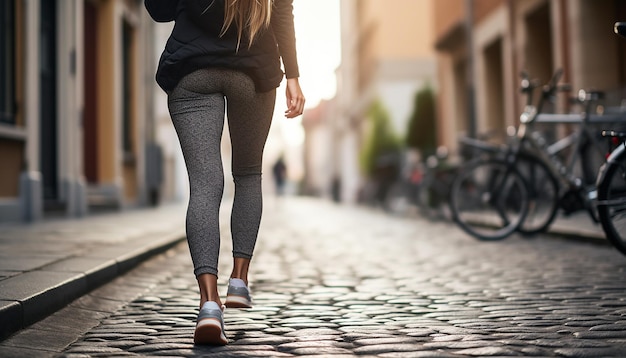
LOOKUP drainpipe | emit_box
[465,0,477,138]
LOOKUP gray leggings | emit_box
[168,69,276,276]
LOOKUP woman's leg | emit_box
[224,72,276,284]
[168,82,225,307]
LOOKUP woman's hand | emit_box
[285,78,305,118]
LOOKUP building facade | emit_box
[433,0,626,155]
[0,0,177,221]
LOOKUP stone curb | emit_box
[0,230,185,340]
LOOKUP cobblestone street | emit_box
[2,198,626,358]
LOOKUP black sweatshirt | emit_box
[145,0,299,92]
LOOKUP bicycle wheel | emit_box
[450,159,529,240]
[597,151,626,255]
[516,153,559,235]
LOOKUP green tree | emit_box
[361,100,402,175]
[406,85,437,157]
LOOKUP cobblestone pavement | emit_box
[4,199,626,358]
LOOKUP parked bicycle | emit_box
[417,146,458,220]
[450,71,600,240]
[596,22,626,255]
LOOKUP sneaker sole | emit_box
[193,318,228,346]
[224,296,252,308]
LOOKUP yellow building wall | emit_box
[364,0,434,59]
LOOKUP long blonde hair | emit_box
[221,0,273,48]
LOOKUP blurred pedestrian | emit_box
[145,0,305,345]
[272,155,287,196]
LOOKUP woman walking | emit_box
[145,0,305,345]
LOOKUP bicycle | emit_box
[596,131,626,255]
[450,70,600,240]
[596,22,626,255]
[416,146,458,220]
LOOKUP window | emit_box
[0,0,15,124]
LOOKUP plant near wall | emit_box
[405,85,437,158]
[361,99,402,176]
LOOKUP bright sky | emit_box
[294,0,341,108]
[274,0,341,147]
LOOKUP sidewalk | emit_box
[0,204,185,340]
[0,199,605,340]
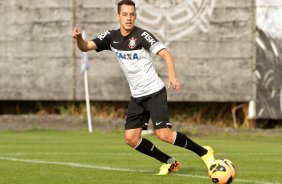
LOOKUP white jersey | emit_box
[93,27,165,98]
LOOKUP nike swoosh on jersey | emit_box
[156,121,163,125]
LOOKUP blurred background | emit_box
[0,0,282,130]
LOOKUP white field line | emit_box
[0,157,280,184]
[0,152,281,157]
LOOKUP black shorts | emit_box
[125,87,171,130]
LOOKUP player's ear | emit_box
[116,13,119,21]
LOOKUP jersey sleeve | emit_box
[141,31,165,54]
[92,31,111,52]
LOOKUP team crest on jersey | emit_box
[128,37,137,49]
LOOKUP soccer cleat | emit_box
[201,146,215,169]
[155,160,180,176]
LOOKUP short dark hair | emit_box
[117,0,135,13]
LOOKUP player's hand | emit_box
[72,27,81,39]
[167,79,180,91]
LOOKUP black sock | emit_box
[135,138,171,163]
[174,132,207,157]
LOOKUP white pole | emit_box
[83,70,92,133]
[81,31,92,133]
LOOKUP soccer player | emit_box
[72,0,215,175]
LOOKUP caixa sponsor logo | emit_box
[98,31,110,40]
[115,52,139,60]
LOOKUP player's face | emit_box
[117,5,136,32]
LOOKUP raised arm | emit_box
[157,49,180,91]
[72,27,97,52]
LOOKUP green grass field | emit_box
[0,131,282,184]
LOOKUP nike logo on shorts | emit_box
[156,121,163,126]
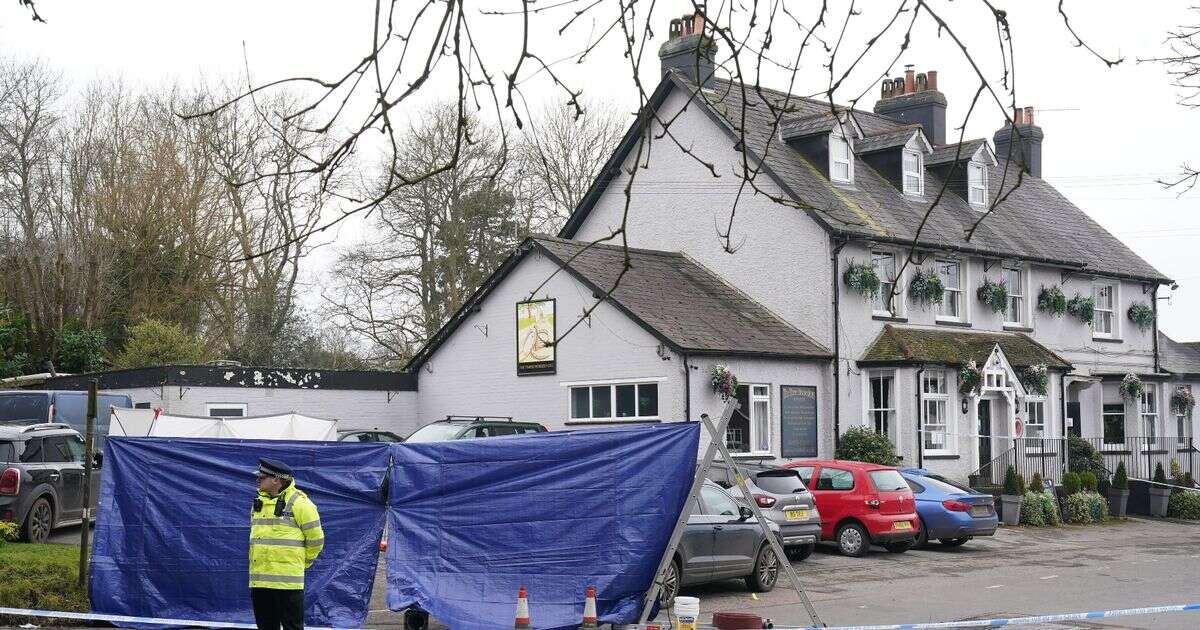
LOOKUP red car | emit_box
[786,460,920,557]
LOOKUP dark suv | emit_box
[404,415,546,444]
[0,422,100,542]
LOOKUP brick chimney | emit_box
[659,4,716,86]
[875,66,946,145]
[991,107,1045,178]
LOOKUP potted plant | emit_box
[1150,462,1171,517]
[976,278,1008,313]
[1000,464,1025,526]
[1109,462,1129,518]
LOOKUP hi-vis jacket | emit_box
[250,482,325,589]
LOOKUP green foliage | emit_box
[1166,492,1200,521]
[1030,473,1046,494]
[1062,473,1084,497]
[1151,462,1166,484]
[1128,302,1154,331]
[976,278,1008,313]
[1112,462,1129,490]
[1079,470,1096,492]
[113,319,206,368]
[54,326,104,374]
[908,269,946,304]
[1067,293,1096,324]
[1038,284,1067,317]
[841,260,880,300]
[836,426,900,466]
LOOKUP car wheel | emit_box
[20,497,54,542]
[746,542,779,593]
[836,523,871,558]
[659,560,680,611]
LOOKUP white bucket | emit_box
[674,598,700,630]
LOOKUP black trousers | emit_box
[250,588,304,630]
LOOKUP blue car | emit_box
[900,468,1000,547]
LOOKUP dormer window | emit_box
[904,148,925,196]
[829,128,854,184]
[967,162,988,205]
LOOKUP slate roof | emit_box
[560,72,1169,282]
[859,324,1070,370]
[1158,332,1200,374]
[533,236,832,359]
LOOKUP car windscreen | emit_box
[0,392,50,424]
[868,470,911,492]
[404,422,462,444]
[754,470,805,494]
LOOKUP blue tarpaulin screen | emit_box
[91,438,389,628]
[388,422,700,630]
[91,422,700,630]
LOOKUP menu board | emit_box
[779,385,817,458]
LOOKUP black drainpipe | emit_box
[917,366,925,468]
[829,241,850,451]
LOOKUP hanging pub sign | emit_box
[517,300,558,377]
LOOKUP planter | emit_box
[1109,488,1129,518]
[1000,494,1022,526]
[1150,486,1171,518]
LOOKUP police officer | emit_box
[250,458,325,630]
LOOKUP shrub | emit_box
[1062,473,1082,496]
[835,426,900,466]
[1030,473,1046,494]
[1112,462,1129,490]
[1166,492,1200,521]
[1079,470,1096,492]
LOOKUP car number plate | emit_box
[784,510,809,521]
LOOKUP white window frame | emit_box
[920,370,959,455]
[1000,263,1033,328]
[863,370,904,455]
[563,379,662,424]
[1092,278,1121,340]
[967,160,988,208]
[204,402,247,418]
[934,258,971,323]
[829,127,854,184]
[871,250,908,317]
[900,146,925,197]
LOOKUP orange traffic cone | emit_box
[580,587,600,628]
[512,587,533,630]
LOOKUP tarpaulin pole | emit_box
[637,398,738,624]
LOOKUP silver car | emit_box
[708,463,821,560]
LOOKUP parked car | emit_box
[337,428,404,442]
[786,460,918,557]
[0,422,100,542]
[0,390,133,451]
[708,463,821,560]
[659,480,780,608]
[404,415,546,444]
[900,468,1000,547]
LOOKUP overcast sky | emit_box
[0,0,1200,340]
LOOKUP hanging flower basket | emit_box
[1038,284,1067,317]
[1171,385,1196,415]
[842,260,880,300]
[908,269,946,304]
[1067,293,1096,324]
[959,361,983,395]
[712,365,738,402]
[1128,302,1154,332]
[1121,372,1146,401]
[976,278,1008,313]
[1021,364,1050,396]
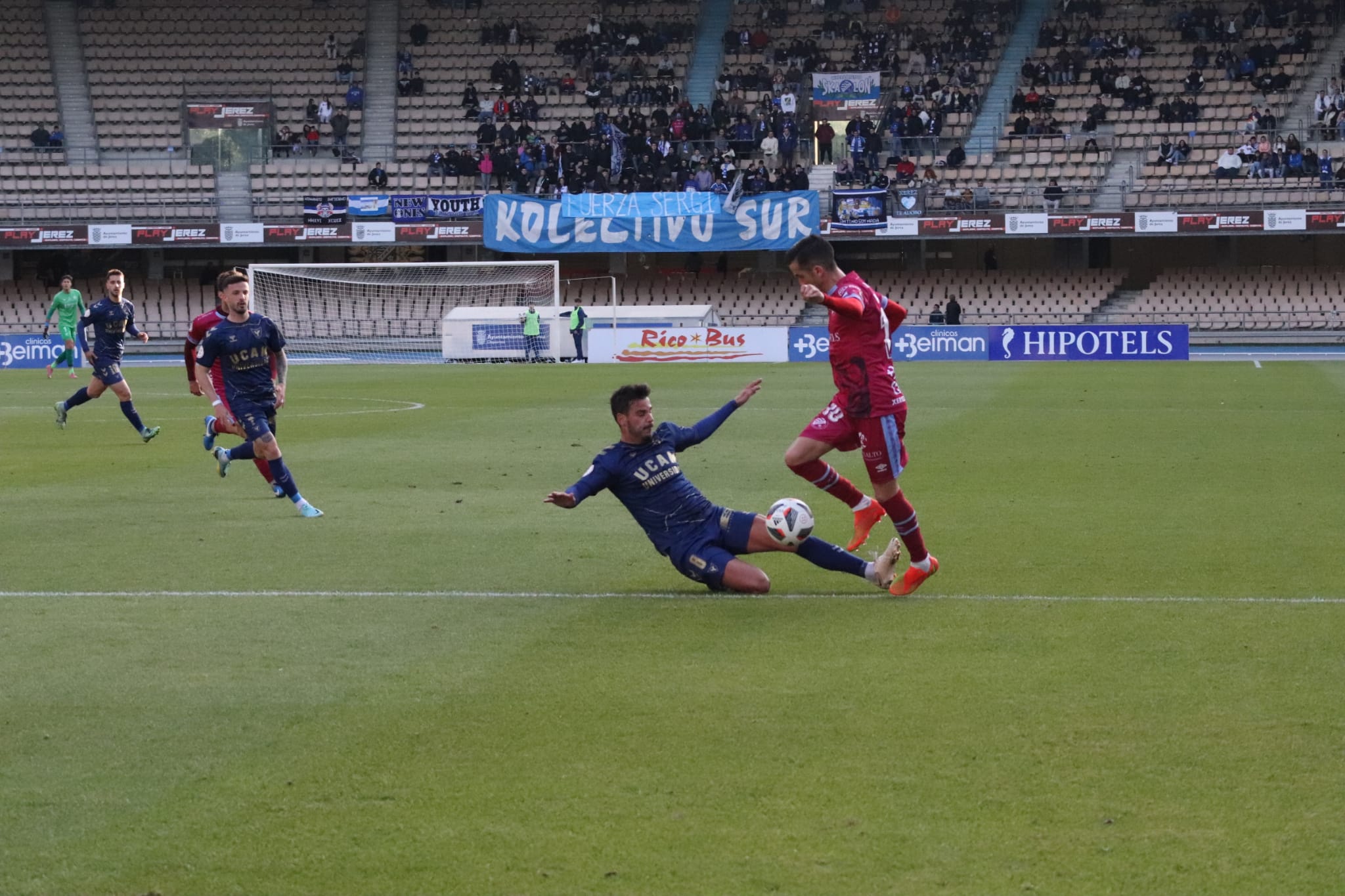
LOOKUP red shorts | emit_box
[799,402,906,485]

...

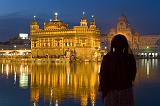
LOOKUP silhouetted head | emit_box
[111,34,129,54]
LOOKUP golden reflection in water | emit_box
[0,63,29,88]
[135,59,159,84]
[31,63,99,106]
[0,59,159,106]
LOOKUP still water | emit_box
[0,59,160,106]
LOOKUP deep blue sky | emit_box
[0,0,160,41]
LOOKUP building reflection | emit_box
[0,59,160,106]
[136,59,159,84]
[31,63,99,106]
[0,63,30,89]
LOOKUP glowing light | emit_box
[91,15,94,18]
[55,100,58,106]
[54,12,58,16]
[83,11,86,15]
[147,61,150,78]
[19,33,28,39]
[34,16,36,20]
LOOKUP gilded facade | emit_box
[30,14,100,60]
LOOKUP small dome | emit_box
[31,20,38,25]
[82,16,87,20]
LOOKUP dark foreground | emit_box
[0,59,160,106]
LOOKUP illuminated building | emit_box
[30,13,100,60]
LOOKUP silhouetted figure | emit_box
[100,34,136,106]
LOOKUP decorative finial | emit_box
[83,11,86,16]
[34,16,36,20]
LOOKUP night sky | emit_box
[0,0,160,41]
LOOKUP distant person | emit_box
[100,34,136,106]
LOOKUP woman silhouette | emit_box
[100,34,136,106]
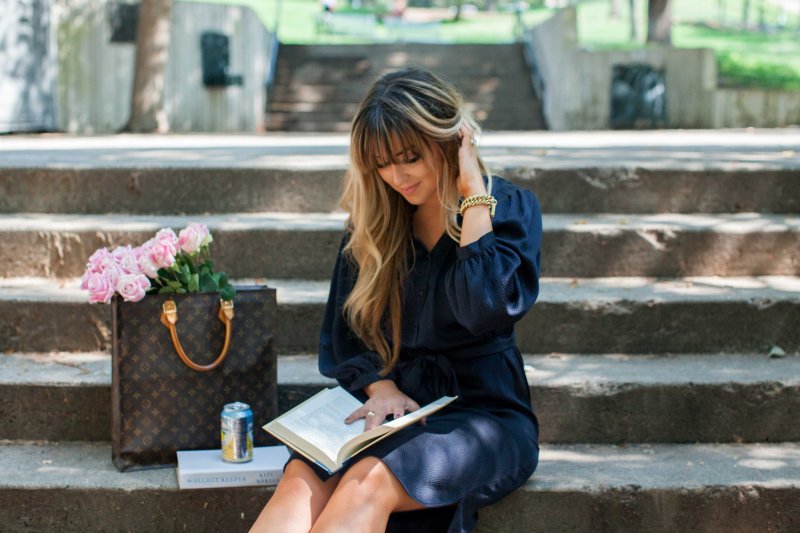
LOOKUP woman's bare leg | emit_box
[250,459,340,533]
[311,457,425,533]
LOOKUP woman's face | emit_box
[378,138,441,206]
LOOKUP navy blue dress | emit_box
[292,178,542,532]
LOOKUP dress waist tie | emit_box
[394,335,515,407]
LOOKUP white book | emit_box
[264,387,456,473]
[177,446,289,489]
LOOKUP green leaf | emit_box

- [The exercise]
Reproduce word for word the stretch of lines above that opens with the line containing "LOOKUP blue car | emit_box" and closes with the line containing "[512,587,533,630]", including both of those lines.

- [Solution to the problem]
LOOKUP blue car | emit_box
[900,468,1000,547]
LOOKUP dormer window | emit_box
[904,148,925,196]
[829,128,854,184]
[967,162,988,205]
LOOKUP slate roof | emit_box
[560,72,1169,282]
[859,324,1070,370]
[1158,332,1200,374]
[533,236,832,359]
LOOKUP car windscreen | emit_box
[0,392,50,424]
[868,470,911,492]
[404,422,462,444]
[754,470,805,494]
LOOKUP blue tarpaulin screen | emit_box
[91,438,389,628]
[388,422,700,630]
[91,422,700,630]
LOOKUP menu board | emit_box
[779,385,817,458]
LOOKUP black drainpipe | emit_box
[917,366,925,468]
[829,241,850,451]
LOOKUP hanging pub sign | emit_box
[517,300,558,377]
LOOKUP planter | emit_box
[1109,488,1129,518]
[1000,494,1022,526]
[1150,486,1171,518]
LOOKUP police officer | emit_box
[250,458,325,630]
LOOKUP shrub | emit_box
[1062,473,1082,496]
[835,426,900,466]
[1030,473,1046,494]
[1112,462,1129,490]
[1166,492,1200,521]
[1079,470,1096,492]
LOOKUP car number plate | emit_box
[784,510,809,521]
LOOKUP white window frame | emit_box
[920,370,959,455]
[1000,263,1033,328]
[863,370,904,455]
[563,379,662,424]
[1092,278,1121,340]
[967,160,988,208]
[204,402,247,418]
[934,258,971,323]
[829,127,854,184]
[871,250,908,317]
[900,146,925,197]
LOOKUP orange traffic cone | emit_box
[580,587,600,628]
[512,587,533,630]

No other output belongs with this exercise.